| INSTRUCTIONS |
1/ Alter the passage on the Basilica of San Isidoro starting at "The Royal Pantheon" and ending at "earliest narrative capitals.", and give it again with "Royal Pantheon" swapped for "Panteón Real".
2/ Carry the text on the Basilica of San Isidoro further, picking up after its last sentence.

| EXCERPT |
Link to Wikipedia Page on the Basilica of San Isidoro







The Basilica de San Isidoro in León (aka the Royal Collegiate Church of St Isidore of Seville, León) started life as a simple monastery built in the 960s by King Sancho the Fat.  The mark I buildings did not last long before being flattened by the awful al-Mansur (c938 - 1002 (64)) on his way to wipe out Santiago in the late 990s.


The monastery was rebuilt by Ferdinand I and his Queen, Sancha, consecrated  in December 1063, and designated as the pantheon of the Kings of León, as well as being given the remains of San Isidore to look after.  Later in the 1000s Princess Urraca extended the buildings put up by her parents, and the present day church and its narthex and museum date from this time.  


The remaining two thirds of the complex is 1700s Baroque, but sympathetically done.  The west side of the complex is the original Roman wall of the city and the main facade (below) is the south side of the church.  There is a set of Zodiac signs on the archivolts of the main church door, called the Doorway of the Lamb.


The monastery museum and library contain some rare and outstanding treasures from the 900s, 1000s and 1100s. 



The museum still contains San Isidoro's reliquary chest (1063) and several other seriously old and beautiful artefacts which have survived very much against the odds.   The museum and library possess over 35,000 volumes, including 150 codices and documents dating back to 951. 


The Royal Pantheon is in the narthex at the west end of the church.  A few of the original 25 king and queen tombs have survived the ravages of time (and most aggressively Napoleon's rabble troops at the end of 1808),  but looking up is even more rewarding as the pantheon has one of Europe's oldest surviving frescoed ceilings (1100s) (complete with monthly labour images - see below), and 21 of Spain's earliest narrative capitals.

| Collected data |
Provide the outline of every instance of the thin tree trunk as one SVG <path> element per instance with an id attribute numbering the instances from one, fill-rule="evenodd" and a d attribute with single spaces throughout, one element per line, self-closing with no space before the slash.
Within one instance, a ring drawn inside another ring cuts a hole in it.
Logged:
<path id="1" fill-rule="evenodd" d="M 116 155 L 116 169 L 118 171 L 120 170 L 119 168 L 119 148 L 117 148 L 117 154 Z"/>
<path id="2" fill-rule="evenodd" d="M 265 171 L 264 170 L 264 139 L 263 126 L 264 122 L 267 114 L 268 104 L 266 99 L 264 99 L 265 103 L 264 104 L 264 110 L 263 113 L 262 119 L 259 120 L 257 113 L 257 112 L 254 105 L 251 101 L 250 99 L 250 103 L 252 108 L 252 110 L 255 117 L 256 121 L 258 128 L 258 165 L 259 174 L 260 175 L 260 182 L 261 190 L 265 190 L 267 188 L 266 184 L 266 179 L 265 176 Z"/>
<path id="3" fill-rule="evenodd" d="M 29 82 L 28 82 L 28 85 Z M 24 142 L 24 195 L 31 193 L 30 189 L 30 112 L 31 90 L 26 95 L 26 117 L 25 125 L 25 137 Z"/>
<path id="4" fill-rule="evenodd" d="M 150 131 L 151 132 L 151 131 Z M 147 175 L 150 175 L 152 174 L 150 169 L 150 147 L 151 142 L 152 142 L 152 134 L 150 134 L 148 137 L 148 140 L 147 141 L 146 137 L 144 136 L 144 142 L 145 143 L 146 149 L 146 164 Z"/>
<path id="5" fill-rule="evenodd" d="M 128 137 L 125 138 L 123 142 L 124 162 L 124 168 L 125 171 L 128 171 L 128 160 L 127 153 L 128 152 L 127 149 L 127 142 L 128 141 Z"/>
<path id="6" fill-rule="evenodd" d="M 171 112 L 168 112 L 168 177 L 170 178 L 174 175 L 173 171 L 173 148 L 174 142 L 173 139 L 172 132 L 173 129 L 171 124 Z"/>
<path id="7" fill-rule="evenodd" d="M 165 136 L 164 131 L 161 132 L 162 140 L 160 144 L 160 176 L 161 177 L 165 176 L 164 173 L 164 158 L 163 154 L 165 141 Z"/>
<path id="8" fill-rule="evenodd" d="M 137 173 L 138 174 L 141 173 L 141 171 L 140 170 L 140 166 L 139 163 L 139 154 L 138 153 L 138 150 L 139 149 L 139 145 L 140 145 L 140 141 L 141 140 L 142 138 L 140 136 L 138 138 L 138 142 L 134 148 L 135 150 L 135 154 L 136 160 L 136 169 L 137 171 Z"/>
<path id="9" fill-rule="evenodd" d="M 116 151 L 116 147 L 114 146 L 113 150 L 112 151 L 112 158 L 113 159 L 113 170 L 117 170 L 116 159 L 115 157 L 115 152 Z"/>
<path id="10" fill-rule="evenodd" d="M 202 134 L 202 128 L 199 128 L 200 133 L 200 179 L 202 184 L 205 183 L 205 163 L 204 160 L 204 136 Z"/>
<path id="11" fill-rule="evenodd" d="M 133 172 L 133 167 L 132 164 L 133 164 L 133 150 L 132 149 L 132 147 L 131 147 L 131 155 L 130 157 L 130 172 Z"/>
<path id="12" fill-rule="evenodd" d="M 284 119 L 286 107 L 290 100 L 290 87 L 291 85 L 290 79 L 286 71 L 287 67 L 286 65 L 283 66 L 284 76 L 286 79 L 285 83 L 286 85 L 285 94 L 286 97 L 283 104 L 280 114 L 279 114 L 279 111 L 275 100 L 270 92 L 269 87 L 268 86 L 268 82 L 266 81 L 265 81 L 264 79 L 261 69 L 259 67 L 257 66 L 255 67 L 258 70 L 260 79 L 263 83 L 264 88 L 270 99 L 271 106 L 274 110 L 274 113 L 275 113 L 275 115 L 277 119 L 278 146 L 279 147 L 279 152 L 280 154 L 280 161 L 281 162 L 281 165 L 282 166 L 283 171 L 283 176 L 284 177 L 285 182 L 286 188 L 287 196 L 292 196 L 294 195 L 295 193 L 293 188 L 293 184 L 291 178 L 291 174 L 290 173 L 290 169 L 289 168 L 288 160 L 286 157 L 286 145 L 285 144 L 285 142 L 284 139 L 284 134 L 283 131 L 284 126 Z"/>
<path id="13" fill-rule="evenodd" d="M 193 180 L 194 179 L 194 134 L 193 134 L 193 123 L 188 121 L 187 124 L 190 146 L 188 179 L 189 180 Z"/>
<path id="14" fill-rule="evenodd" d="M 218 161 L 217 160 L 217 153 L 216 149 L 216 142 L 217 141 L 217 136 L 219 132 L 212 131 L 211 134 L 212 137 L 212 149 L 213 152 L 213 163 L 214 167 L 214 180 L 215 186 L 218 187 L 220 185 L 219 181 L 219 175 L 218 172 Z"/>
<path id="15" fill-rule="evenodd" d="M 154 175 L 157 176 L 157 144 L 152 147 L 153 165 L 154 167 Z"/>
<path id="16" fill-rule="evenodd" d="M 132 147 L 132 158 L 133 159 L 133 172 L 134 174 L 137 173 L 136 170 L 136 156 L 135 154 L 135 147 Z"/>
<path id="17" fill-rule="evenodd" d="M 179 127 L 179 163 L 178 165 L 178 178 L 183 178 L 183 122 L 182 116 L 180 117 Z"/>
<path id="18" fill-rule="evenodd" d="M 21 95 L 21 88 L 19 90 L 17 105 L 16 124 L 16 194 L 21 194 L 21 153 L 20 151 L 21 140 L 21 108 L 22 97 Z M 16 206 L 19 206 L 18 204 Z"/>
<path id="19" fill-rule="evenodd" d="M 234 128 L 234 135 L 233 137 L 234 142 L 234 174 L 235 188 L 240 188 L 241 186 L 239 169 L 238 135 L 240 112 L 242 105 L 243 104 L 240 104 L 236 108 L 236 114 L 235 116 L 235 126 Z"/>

| RESPONSES PER TASK |
1/
The Panteón Real is in the narthex at the west end of the church.  A few of the original 25 king and queen tombs have survived the ravages of time (and most aggressively Napoleon's rabble troops at the end of 1808),  but looking up is even more rewarding as the pantheon has one of Europe's oldest surviving frescoed ceilings (1100s) (complete with monthly labour images - see below), and 21 of Spain's earliest narrative capitals.

2/
San Isidoro (of Seville) lived in Visigoth (pre-Islamic) Spain from 560 - 636 (76) and is recognized as a Doctor of the Church.  He was Archbishop of Seville for 30 years and the greatest church scholar and promoter of scholarship of his era and  to emerge from Spain.  He wrote the first known encyclopaedia in western civilization (called  the Etymologiae).   He shares a place with Saint Bede the Venerable from northern England in Dante's Divine Comedy.





On the archivolts of the "Doorway of the Lamb" on the south nave wall, is a backwards set of zodiac signs:


Left archivolt (top row):  Pisces (Feb-Mar), Aquarius (Jan-Feb), Capricorn (Dec-Jan), Sagittarius (Nov-Dec), Scorpio (Oct-Nov), Libra (Sept-Oct)


Right archivolt (bottom row):  Virgo (Aug-Sept), Leo (Jul-Aug), Cancer (and spare fish) (Jun-Jul), elderly Gemini? (May-Jun),

Taurus (or S Italian Lukian intruder!) (Apr-May), Aries (Mar-Apr)


Links to all Paradoxplace pages about medieval illustrations of Labours of the Month, Zodiac Signs,

Cardinal Virtues and Sins in Western European churches.





Like Toledo Cathedral, the anti-photographer policing here is aggressive ... we did however manage to sneak the photo above and on the right of the famous 1100s frescoed ceiling of the Royal Pantheon, including the last third of an arch with roundels depicting monthly activities. 







A postcard photo of dramatically condemned November pig.  Notice the English spelling of the last syllable of the "~ber" months below.  A similar phenomenon exists in Italy.  The modern syllable is "bre" in both languages.  We don't know what it was in Latin!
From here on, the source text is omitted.